## REQUIRED ACTIONS
A. Retype the part of the toe overlap thread starting at "Well, I think" and ending at "the parking lot.........".
B. In the toe overlap thread, what length of crank arms does the 6' racer use?

## PASSAGE GIVEN
● ● ●

I only know of one person that I race with that has to deal with toe overlap. He is 6' and rides a frame size that is the smallest he can squeeze into (55cm). He also uses 180mm crank arms and wears a size 11 (45.5) Sidi. He has tire stripe wear marks on both toes.
No thank you! JMHO

Btw, no such issues on my 57cm... Just sayin :thumbsup:


----------



## arinowner (Feb 25, 2008)

*sticking*



rhauft said:


> I only know of one person that I race with that has to deal with toe overlap. He is 6' and rides a frame size that is the smallest he can squeeze into (55cm). He also uses 180mm crank arms and wears a size 11 (45.5) Sidi. He has tire stripe wear marks on both toes.
> No thank you! JMHO
> 
> Btw, no such issues on my 57cm... Just sayin :thumbsup:


Well, I think I am going to stick with my 57. I now think that I would have alot of options on it that I wouldn't on the 54. What if I wanted to try 175mm cranks? I wouldn't want to try it on the 54. It may be a little bigger and heavier but I will not have to worry about my toes everytime I turn around in the parking lot.........

● ● ●

## DATASET EXTRACT
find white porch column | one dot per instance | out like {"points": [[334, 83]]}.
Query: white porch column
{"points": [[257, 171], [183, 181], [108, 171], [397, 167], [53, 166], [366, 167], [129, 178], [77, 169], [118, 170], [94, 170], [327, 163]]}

● ● ●

## RESPONSES BY TASK
A.
Well, I think I am going to stick with my 57. I now think that I would have alot of options on it that I wouldn't on the 54. What if I wanted to try 175mm cranks? I wouldn't want to try it on the 54. It may be a little bigger and heavier but I will not have to worry about my toes everytime I turn around in the parking lot.........

B. 180mm